» Action item
Please copy each line of the listing that includes the string "below".

[[ Supplied information open ]]

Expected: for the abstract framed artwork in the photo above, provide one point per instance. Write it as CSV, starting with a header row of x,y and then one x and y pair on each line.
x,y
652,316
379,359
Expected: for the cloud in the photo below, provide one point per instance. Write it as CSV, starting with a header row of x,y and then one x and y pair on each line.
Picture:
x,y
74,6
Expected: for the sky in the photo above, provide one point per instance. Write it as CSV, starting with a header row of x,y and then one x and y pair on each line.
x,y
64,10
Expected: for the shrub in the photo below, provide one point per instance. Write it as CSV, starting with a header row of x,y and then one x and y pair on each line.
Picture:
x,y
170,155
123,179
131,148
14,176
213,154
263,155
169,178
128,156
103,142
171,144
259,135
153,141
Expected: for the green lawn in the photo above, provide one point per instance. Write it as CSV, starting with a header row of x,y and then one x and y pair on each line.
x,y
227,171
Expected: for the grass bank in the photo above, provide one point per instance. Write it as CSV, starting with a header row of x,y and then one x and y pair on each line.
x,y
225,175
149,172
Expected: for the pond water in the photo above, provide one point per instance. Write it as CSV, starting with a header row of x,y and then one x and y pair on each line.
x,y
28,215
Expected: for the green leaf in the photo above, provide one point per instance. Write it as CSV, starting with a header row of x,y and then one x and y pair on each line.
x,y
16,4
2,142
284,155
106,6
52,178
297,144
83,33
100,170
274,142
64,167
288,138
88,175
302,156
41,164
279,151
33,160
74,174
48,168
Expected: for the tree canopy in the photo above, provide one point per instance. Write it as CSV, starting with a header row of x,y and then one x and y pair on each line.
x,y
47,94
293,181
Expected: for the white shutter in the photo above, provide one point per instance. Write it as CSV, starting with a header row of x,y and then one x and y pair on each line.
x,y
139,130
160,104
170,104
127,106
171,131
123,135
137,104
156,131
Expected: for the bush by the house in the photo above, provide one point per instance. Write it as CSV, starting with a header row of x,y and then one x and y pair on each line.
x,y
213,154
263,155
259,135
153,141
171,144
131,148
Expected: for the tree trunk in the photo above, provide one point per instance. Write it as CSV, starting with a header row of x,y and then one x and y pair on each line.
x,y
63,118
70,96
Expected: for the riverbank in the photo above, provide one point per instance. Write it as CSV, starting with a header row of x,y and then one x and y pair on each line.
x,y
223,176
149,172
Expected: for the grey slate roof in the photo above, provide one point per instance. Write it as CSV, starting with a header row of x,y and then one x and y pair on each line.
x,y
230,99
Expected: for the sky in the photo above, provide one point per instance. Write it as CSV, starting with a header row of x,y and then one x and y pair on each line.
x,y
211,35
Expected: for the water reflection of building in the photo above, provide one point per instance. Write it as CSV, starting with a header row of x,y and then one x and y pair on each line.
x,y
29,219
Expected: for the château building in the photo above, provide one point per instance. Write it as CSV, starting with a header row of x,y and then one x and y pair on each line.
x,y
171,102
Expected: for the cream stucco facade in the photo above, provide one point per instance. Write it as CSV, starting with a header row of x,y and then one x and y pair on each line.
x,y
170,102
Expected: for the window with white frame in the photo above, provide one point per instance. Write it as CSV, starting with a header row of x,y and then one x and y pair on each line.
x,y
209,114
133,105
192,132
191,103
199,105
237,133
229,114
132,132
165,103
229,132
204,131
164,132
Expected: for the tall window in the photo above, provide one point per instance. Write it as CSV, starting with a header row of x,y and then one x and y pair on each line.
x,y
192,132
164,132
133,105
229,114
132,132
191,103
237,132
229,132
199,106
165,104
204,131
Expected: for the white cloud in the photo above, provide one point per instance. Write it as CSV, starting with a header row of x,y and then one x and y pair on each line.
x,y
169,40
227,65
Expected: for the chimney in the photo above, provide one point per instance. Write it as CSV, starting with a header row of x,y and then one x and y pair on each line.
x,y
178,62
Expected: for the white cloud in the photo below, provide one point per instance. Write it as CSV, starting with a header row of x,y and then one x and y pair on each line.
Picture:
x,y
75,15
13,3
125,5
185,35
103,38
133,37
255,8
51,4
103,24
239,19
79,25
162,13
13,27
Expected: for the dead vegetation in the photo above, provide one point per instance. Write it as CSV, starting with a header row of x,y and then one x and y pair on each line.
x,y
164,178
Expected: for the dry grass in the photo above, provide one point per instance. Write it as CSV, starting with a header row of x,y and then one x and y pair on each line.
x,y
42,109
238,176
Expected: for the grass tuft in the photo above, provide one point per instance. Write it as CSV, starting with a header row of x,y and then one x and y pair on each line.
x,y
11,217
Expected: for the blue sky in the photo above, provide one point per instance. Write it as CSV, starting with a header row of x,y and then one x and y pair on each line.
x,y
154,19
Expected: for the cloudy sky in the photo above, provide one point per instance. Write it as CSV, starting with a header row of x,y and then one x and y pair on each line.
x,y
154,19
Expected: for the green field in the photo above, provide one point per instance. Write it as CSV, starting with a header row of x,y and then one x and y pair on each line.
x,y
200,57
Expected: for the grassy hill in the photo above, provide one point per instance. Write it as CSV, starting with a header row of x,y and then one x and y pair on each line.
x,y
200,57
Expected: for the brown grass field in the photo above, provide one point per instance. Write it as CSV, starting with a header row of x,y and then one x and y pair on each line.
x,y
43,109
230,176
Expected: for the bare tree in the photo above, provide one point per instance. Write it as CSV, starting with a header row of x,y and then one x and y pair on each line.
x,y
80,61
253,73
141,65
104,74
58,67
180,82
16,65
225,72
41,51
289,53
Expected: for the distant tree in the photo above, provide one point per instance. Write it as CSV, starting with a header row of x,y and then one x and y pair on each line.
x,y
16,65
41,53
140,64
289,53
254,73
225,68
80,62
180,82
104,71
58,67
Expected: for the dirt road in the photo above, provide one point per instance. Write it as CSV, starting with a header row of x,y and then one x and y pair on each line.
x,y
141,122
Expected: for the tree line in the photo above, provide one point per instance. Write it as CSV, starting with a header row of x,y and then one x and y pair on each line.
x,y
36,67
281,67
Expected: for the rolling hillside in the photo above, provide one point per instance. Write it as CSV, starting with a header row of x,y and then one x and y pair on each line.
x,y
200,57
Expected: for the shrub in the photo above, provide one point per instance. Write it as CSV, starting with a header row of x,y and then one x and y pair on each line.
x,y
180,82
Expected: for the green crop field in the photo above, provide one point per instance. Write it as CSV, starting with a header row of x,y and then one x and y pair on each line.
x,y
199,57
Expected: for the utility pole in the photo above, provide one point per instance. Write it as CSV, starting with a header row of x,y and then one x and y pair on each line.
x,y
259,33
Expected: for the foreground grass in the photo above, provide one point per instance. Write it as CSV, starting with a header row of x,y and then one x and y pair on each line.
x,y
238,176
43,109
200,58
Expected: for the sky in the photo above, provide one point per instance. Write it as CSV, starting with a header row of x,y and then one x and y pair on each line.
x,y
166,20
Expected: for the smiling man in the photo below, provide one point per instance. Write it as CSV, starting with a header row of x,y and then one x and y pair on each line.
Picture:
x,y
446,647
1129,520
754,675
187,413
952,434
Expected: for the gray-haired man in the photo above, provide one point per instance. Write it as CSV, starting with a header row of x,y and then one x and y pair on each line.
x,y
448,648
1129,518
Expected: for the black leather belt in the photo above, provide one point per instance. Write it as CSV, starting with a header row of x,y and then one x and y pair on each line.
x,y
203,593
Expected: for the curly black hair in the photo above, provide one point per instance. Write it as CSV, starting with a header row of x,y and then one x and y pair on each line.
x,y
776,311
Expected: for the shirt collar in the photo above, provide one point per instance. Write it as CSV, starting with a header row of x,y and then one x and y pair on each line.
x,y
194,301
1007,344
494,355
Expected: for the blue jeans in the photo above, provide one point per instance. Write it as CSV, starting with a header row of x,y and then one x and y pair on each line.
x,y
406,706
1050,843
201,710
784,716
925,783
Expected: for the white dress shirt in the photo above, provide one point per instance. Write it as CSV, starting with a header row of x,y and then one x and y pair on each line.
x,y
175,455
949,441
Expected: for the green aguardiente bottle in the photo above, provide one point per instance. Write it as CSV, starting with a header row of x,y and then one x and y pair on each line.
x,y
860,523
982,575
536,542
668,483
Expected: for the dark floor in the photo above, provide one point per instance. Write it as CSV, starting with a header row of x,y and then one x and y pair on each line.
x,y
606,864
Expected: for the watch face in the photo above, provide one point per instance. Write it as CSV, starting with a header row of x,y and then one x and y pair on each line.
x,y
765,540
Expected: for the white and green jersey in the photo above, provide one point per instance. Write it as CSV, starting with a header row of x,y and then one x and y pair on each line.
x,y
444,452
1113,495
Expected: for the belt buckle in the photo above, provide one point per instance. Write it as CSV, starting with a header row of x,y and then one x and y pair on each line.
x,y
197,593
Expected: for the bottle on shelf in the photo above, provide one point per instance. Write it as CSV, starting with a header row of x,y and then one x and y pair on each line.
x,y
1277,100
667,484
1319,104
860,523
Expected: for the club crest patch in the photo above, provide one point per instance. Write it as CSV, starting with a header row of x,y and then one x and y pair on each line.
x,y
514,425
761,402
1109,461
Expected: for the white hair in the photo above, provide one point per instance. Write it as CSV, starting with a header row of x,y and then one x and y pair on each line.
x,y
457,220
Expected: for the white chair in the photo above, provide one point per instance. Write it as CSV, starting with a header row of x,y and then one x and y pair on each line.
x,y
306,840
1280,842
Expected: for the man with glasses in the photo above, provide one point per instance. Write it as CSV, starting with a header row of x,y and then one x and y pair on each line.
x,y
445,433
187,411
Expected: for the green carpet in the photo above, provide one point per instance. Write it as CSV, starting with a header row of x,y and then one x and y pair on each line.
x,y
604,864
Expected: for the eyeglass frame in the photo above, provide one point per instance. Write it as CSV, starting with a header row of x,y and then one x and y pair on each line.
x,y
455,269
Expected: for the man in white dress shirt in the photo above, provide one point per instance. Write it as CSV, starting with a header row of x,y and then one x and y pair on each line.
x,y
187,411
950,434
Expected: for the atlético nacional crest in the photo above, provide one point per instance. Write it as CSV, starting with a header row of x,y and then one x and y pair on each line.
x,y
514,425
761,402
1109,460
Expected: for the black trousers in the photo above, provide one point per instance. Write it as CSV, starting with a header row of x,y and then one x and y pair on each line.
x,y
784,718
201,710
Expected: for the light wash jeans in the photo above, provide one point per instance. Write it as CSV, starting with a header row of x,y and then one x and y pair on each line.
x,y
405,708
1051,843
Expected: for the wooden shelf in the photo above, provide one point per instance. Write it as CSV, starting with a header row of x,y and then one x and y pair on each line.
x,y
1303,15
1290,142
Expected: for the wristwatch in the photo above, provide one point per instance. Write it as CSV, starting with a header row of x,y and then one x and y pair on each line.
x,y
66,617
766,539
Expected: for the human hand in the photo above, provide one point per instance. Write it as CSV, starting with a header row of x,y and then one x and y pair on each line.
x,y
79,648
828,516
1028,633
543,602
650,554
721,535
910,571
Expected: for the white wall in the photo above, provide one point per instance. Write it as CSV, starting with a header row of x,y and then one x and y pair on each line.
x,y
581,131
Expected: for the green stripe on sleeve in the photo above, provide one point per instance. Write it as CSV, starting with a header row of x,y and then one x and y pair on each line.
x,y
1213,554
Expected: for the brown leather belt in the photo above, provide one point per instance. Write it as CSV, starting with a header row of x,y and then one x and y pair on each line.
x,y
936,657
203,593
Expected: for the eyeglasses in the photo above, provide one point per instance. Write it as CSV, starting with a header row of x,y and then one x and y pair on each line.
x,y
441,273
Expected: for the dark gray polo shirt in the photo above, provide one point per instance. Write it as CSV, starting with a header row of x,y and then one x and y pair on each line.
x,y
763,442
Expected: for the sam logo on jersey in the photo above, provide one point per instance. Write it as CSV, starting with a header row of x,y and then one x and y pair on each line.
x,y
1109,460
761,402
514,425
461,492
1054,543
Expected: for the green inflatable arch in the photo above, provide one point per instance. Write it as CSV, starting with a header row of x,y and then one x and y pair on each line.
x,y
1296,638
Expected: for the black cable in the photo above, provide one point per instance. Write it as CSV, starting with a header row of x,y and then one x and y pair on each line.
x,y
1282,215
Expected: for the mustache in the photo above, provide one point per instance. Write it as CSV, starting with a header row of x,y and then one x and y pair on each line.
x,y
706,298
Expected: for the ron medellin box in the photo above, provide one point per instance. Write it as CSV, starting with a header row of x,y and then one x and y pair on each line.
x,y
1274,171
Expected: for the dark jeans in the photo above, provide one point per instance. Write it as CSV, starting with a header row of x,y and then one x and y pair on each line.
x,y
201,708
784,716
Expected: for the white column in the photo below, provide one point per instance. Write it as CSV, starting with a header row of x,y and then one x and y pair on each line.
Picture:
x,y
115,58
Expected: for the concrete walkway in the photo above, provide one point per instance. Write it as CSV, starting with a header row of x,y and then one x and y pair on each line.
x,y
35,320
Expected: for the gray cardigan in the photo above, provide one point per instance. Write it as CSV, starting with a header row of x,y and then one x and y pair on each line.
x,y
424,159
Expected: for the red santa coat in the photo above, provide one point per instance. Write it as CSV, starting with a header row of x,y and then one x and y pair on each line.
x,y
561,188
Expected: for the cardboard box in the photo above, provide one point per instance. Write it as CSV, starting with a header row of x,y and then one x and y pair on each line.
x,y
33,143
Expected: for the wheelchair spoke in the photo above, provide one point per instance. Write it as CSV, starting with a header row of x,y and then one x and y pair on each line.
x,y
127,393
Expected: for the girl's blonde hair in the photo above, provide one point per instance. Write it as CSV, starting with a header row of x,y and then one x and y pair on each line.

[[ Supplied information closed ]]

» Exercise result
Expected: for the cloud in the photo below, provide one point per instance. Write it as CSV, starting with a header row of x,y and then one x and y pair on each line.
Expected: for the shrub in the photo below, provide one point per instance. Write it as CSV, starting with a header row of x,y and then one x and y pair on each line.
Expected: for the white cloud in the photo below, provide one point per instance. Write it as CSV, starting with a header row of x,y and then one x and y pair on each line.
Expected: for the smiling man in the photo below, provide one point per instance. Write it as CSV, starting with a header row of x,y and then one x and y pair on each line.
Expected: for the white column in the photo below, provide one point per instance. Write it as CSV, starting with a header row of x,y and then one x and y pair on each line.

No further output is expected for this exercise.